(Stored data entries)
• • •

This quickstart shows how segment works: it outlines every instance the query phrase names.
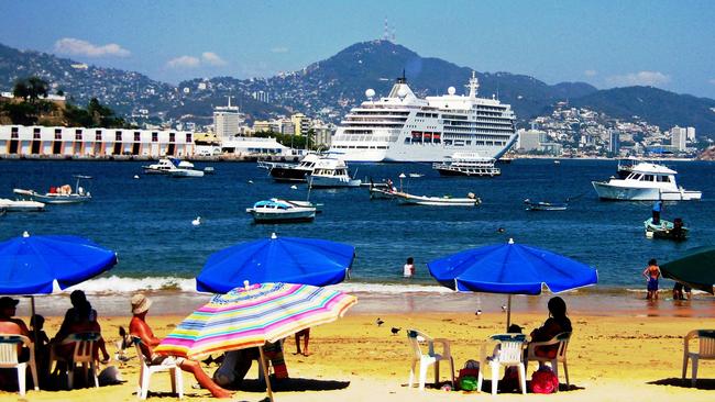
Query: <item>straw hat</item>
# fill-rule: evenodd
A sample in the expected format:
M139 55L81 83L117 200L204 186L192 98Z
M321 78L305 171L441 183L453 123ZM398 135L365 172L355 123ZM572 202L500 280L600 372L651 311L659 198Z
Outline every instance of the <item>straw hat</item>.
M152 301L144 294L136 293L132 297L132 314L141 314L152 306Z

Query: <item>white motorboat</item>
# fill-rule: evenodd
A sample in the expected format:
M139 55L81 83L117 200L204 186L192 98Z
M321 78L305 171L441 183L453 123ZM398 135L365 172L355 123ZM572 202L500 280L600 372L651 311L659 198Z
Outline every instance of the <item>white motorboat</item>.
M302 201L308 202L308 201ZM316 217L316 206L272 198L258 201L245 210L255 223L306 222ZM301 205L302 204L302 205Z
M653 223L653 219L649 217L644 222L644 227L648 238L667 238L671 241L688 238L689 228L683 225L683 220L680 217L675 217L673 222L661 219L659 223Z
M482 200L471 192L465 198L414 196L402 191L395 191L393 196L406 205L476 206L482 203Z
M353 179L348 172L348 165L340 158L322 157L316 161L310 175L310 187L360 187L362 180Z
M602 200L620 201L689 201L700 200L701 191L678 187L675 170L662 165L639 163L625 179L612 177L608 181L592 181Z
M442 163L433 164L432 169L442 176L475 176L494 177L502 170L494 166L496 159L481 156L477 153L454 153Z
M194 168L194 164L188 160L180 160L174 157L166 157L156 164L142 166L146 175L165 175L169 177L204 177L202 170Z
M85 189L79 186L80 180L91 179L91 176L75 175L74 177L77 179L74 190L69 185L64 185L59 187L51 187L50 192L44 194L38 193L35 190L23 189L13 189L12 192L23 198L28 198L29 200L41 201L46 204L76 204L91 200L91 193L85 191Z
M8 212L41 212L45 210L45 204L40 201L0 198L0 209Z

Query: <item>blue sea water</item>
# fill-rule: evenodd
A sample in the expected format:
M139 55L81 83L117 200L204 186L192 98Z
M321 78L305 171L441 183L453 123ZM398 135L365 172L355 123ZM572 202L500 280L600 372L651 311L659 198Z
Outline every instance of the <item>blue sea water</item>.
M615 174L614 160L518 159L502 165L501 177L443 178L424 164L354 165L359 178L392 178L400 172L425 174L404 179L415 194L464 197L474 192L477 208L402 206L370 200L367 190L312 190L310 200L324 203L314 223L256 225L245 209L271 197L306 199L306 185L292 189L275 183L255 164L213 163L216 175L200 179L144 176L133 161L0 161L0 198L13 188L47 190L70 183L72 175L90 175L85 183L92 201L80 205L48 205L44 213L8 213L0 217L0 239L31 234L73 234L113 249L119 264L96 286L105 291L134 287L187 287L211 253L240 242L270 236L320 237L355 246L352 281L397 283L405 259L413 256L417 275L411 284L436 284L426 264L452 253L487 244L517 243L547 248L594 266L602 289L642 288L646 261L666 261L683 250L715 243L715 164L672 161L679 183L702 190L702 201L667 203L663 217L680 216L691 228L683 243L648 239L642 222L650 202L605 202L596 198L592 180ZM139 175L140 179L134 179ZM249 182L249 180L252 181ZM526 211L524 199L563 201L568 211ZM202 224L191 220L201 216ZM504 228L503 233L497 231ZM111 280L107 279L112 277ZM118 277L118 278L116 278ZM157 284L160 283L160 284Z

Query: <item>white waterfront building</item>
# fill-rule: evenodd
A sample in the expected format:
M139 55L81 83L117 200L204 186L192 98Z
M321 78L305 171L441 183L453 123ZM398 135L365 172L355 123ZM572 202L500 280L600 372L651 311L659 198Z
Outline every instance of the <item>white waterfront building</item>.
M688 129L674 126L670 130L671 141L670 144L673 149L678 152L685 150L685 142L688 139Z
M194 133L176 130L0 125L0 155L24 157L191 156Z

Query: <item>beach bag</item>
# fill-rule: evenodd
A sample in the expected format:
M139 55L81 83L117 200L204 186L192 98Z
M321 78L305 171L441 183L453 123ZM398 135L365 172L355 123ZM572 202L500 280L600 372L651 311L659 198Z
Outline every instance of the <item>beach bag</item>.
M460 369L457 383L463 391L476 390L476 377L480 375L480 364L475 360L466 360L464 368Z
M531 392L553 393L559 389L559 378L550 367L540 367L531 375Z

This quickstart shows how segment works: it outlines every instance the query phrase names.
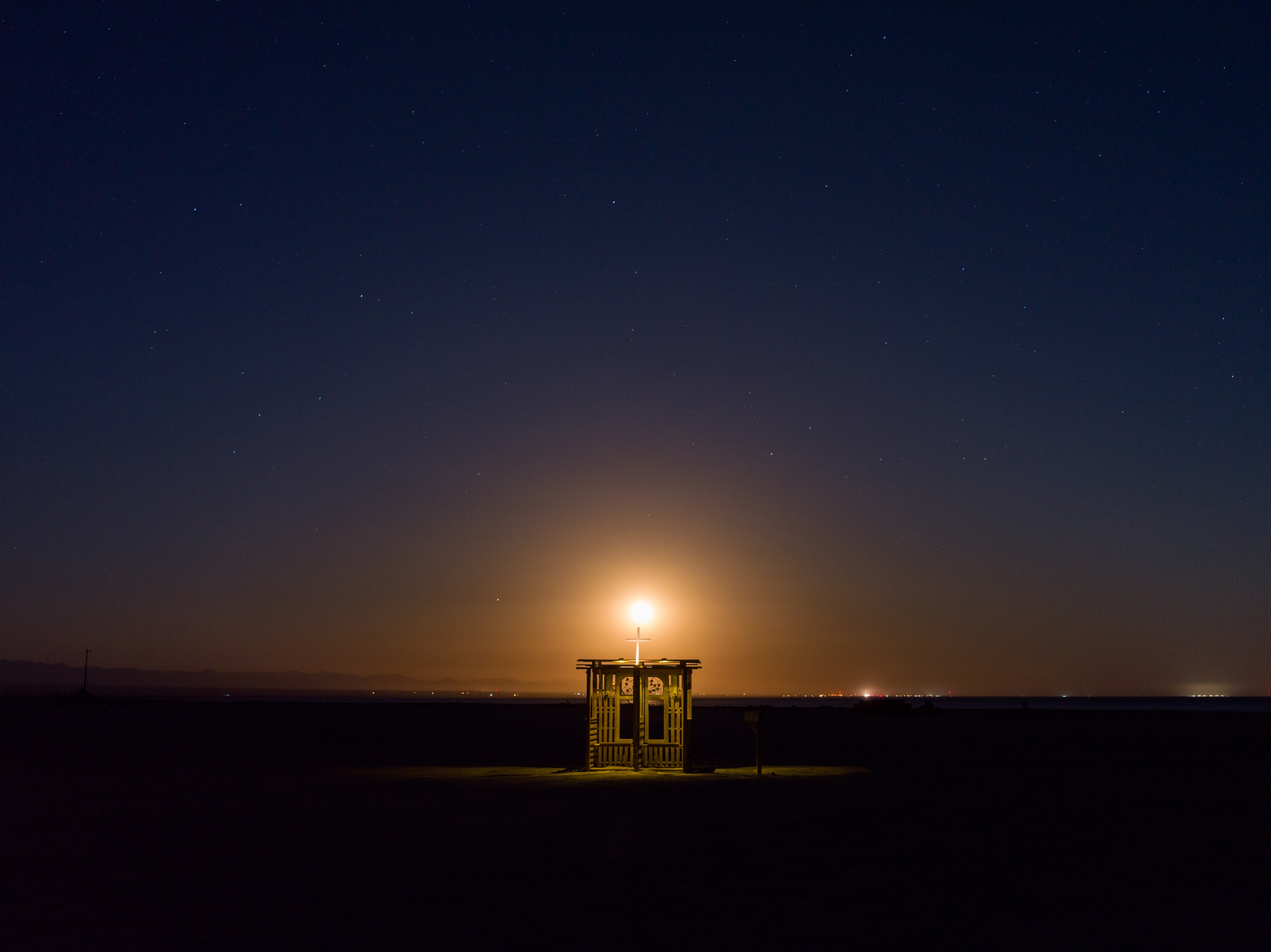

• • •

Problem statement >>
Update the part that opens with the line containing "Query: <item>blue sea water</item>" and closes with the line containing "M615 174L614 160L518", swapping "blue sea water" for "open sea water" and keeping everything else the same. Return only those lines.

Exercise result >>
Query: <item>open sea water</item>
# fill-rule: evenodd
A sample in the expected format:
M139 55L81 83L117 200L204 186L192 98Z
M321 78L305 171L441 183L453 123ZM398 135L365 172L355 123ZM572 202L500 280L600 372L651 311L659 198Z
Outline every instance of the <item>open sea water</item>.
M615 174L614 160L518 159L502 165L501 177L443 178L424 164L354 165L359 178L392 178L400 172L425 174L404 179L415 194L464 197L474 192L477 208L402 206L370 200L367 190L312 190L310 200L324 203L314 223L256 225L245 209L271 197L306 199L306 185L292 189L275 183L255 164L213 163L216 175L200 179L144 176L133 161L0 161L0 198L13 188L47 190L70 183L72 175L90 175L85 183L92 201L80 205L48 205L44 213L8 213L0 217L0 239L31 234L73 234L113 249L119 264L96 286L105 291L134 287L187 287L211 253L240 242L270 236L320 237L355 246L352 281L397 283L405 259L413 256L417 275L411 284L436 284L426 264L452 253L487 244L517 243L547 248L594 266L602 289L642 288L646 261L666 261L683 250L715 243L715 164L672 161L679 183L702 190L702 201L667 203L663 217L680 216L691 228L683 243L648 239L642 222L650 202L605 202L596 198L592 180ZM139 175L140 179L134 179ZM249 182L249 180L252 181ZM526 211L524 199L563 201L568 211ZM202 224L191 220L201 216ZM504 228L503 233L497 231ZM111 280L107 279L112 277ZM118 277L118 278L116 278ZM157 284L160 283L160 284Z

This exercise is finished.